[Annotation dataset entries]

⁂

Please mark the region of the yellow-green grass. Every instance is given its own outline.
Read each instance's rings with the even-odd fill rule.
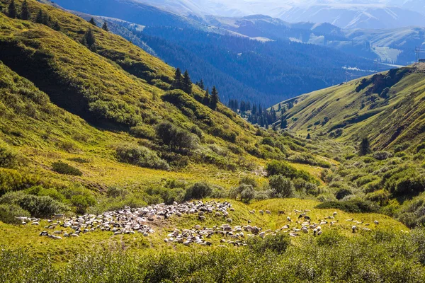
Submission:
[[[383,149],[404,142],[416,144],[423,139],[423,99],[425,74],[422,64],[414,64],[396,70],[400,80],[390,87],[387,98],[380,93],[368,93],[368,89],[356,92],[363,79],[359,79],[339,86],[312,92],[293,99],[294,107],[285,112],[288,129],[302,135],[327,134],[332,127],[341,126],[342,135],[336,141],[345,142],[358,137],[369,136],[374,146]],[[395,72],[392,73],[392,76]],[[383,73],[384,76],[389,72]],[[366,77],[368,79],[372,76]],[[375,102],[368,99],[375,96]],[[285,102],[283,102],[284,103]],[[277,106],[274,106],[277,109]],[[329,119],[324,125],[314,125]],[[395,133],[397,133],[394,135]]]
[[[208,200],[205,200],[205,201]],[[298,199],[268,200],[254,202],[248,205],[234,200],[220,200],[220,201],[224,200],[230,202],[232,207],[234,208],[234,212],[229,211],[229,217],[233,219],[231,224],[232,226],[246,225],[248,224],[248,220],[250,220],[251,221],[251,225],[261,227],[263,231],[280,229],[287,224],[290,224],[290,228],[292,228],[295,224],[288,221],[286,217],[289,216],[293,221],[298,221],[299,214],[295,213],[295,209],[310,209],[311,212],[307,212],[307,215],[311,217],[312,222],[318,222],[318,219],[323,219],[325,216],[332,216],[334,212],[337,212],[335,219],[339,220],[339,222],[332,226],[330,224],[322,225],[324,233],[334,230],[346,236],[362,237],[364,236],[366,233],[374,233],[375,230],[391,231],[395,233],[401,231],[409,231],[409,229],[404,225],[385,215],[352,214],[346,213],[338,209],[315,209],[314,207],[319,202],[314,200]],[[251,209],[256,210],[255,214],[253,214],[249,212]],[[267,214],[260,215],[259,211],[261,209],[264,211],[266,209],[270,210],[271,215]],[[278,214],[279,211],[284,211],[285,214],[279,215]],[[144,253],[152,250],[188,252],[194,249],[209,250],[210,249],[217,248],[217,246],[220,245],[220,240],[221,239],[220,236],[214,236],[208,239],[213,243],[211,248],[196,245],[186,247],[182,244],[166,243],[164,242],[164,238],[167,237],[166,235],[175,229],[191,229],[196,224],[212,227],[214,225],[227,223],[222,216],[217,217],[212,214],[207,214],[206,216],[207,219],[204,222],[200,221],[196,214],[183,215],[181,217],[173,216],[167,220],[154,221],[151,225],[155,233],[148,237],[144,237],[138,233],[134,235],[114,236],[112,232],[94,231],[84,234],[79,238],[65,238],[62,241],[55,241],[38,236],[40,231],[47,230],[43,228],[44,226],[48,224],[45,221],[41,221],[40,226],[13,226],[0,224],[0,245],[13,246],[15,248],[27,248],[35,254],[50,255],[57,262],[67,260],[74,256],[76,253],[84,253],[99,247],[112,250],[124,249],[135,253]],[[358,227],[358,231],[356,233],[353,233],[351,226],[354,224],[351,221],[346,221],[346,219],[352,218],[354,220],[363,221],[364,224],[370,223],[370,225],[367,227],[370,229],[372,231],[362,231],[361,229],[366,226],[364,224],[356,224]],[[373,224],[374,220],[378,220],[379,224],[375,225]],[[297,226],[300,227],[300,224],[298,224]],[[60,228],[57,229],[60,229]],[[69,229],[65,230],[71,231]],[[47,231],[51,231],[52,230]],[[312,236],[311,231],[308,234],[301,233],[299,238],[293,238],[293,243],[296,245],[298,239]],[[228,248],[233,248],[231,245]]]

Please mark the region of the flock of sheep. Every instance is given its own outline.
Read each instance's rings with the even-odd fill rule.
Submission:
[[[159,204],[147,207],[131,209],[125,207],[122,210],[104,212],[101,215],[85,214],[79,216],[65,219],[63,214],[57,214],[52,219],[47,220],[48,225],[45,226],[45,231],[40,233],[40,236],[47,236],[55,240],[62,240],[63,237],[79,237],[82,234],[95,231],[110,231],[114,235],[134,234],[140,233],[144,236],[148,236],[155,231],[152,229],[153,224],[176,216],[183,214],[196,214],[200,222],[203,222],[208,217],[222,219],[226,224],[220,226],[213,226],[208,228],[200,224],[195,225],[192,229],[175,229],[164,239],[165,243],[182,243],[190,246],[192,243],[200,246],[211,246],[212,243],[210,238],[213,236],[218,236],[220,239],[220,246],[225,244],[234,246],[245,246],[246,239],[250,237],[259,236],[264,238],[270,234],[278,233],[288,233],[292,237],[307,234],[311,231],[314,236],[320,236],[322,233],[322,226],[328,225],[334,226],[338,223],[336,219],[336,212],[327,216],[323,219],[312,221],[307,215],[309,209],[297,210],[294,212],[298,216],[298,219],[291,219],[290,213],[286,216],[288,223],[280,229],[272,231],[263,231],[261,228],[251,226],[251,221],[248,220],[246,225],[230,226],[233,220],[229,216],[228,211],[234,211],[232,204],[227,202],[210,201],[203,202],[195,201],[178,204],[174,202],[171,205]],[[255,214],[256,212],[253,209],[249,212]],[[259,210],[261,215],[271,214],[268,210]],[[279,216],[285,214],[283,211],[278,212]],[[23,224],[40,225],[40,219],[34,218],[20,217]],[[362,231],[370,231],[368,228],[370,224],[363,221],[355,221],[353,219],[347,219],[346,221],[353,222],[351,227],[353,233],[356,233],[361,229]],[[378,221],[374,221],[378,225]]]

⁂

* _To do_: Without the pictures, return all the records precisely as they stand.

* _Expected answer_:
Please mark the region of the yellow-green grass. Every instance is given its own outline.
Read each instance's rings with the even-odd fill rule.
Submission:
[[[383,149],[404,142],[416,144],[423,139],[423,99],[425,74],[422,64],[414,64],[396,70],[400,80],[390,87],[387,98],[380,93],[368,93],[368,89],[356,92],[363,79],[359,79],[339,86],[312,92],[293,99],[294,107],[285,112],[288,129],[302,135],[327,134],[332,127],[341,126],[342,135],[336,141],[345,142],[358,137],[369,136],[374,146]],[[395,72],[392,73],[392,76]],[[383,73],[384,76],[389,72]],[[366,77],[368,79],[372,76]],[[375,102],[368,99],[375,96]],[[285,102],[283,102],[284,103]],[[277,106],[274,106],[277,109]],[[329,119],[324,125],[314,125]],[[395,133],[397,133],[394,135]]]
[[[208,200],[205,200],[205,201]],[[298,199],[268,200],[254,202],[248,205],[234,200],[220,200],[220,201],[224,200],[230,202],[232,207],[234,208],[234,212],[229,211],[229,217],[233,219],[231,224],[232,226],[246,225],[248,224],[248,220],[250,220],[251,221],[251,225],[261,227],[263,231],[280,229],[287,224],[290,224],[290,228],[292,228],[295,224],[288,221],[286,217],[289,216],[293,221],[298,221],[299,214],[295,213],[295,209],[310,209],[311,212],[307,212],[307,215],[311,217],[312,222],[318,222],[318,219],[323,219],[325,216],[332,216],[334,212],[337,212],[335,219],[339,220],[339,222],[332,226],[330,224],[322,225],[324,233],[334,230],[346,236],[362,237],[364,236],[366,233],[374,233],[375,230],[391,231],[395,233],[401,231],[409,231],[409,229],[404,225],[385,215],[352,214],[346,213],[338,209],[315,209],[314,207],[319,202],[314,200]],[[251,209],[256,210],[255,214],[253,214],[249,212]],[[267,214],[260,215],[259,211],[261,209],[264,211],[266,209],[270,210],[271,215]],[[278,214],[279,211],[284,211],[285,214],[279,215]],[[144,253],[152,250],[188,252],[194,249],[209,250],[210,249],[217,248],[217,246],[220,245],[220,240],[221,239],[220,236],[214,236],[208,239],[213,243],[211,248],[196,245],[186,247],[182,244],[166,243],[164,242],[164,238],[167,237],[166,235],[175,229],[191,229],[196,224],[212,227],[214,225],[227,223],[222,216],[217,217],[212,214],[207,214],[206,216],[207,219],[204,222],[200,221],[196,214],[183,215],[181,217],[173,216],[167,220],[154,221],[151,225],[155,233],[148,237],[144,237],[138,233],[134,235],[114,236],[112,232],[94,231],[84,234],[79,238],[65,238],[62,241],[55,241],[38,236],[40,231],[47,230],[43,228],[44,226],[48,224],[45,221],[41,221],[40,226],[13,226],[0,224],[0,245],[13,246],[15,248],[27,248],[35,254],[50,255],[57,262],[67,260],[74,256],[76,253],[84,253],[99,247],[112,250],[124,249],[135,253]],[[358,227],[358,231],[356,233],[353,233],[351,226],[354,224],[351,221],[346,221],[346,219],[352,218],[354,220],[363,221],[364,224],[370,223],[370,225],[367,227],[370,229],[372,231],[362,231],[361,229],[366,226],[364,224],[356,224]],[[373,224],[374,220],[378,220],[379,224],[375,225]],[[297,226],[300,227],[300,224],[298,224]],[[60,228],[57,229],[60,229]],[[69,229],[65,230],[71,231]],[[47,231],[51,231],[52,230]],[[312,236],[311,231],[308,234],[301,233],[299,238],[293,238],[293,243],[296,245],[298,239]],[[228,248],[233,248],[231,245]]]

Please mark the region of the flock of sheep. Every instance is given its own outline.
Read each instance's rings with the even-odd fill rule.
Submission:
[[[159,204],[147,207],[131,209],[125,207],[122,210],[104,212],[101,215],[85,214],[79,216],[65,219],[63,214],[57,214],[52,219],[47,220],[48,225],[45,226],[45,231],[40,233],[40,236],[47,236],[55,240],[62,240],[63,237],[79,237],[82,234],[95,231],[110,231],[114,235],[134,234],[140,233],[144,236],[148,236],[155,231],[152,229],[153,224],[176,216],[183,214],[196,214],[200,222],[203,222],[208,217],[222,219],[226,224],[220,226],[213,226],[208,228],[200,224],[195,225],[192,229],[175,229],[164,239],[165,243],[182,243],[190,246],[192,243],[200,246],[211,246],[212,243],[210,238],[213,236],[218,236],[220,239],[220,246],[225,244],[234,246],[245,246],[246,239],[250,237],[259,236],[264,238],[270,234],[278,233],[288,233],[292,237],[307,234],[311,231],[314,236],[320,236],[322,233],[322,226],[328,225],[334,226],[338,223],[336,219],[336,212],[327,216],[323,219],[312,221],[307,215],[309,209],[297,210],[294,212],[298,216],[298,219],[291,219],[290,213],[286,216],[288,223],[280,229],[272,231],[263,231],[261,228],[251,226],[251,221],[248,220],[246,225],[230,226],[233,220],[229,216],[228,211],[234,211],[232,204],[227,202],[210,201],[203,202],[195,201],[178,204],[174,202],[171,205]],[[255,214],[256,212],[253,209],[249,212]],[[259,210],[261,215],[271,214],[268,210]],[[279,216],[285,214],[283,211],[278,212]],[[23,224],[40,225],[40,219],[34,218],[20,217]],[[362,231],[370,231],[368,228],[370,224],[363,221],[355,221],[353,219],[347,219],[346,221],[353,222],[351,227],[353,233],[356,233],[361,229]],[[378,221],[374,221],[378,225]]]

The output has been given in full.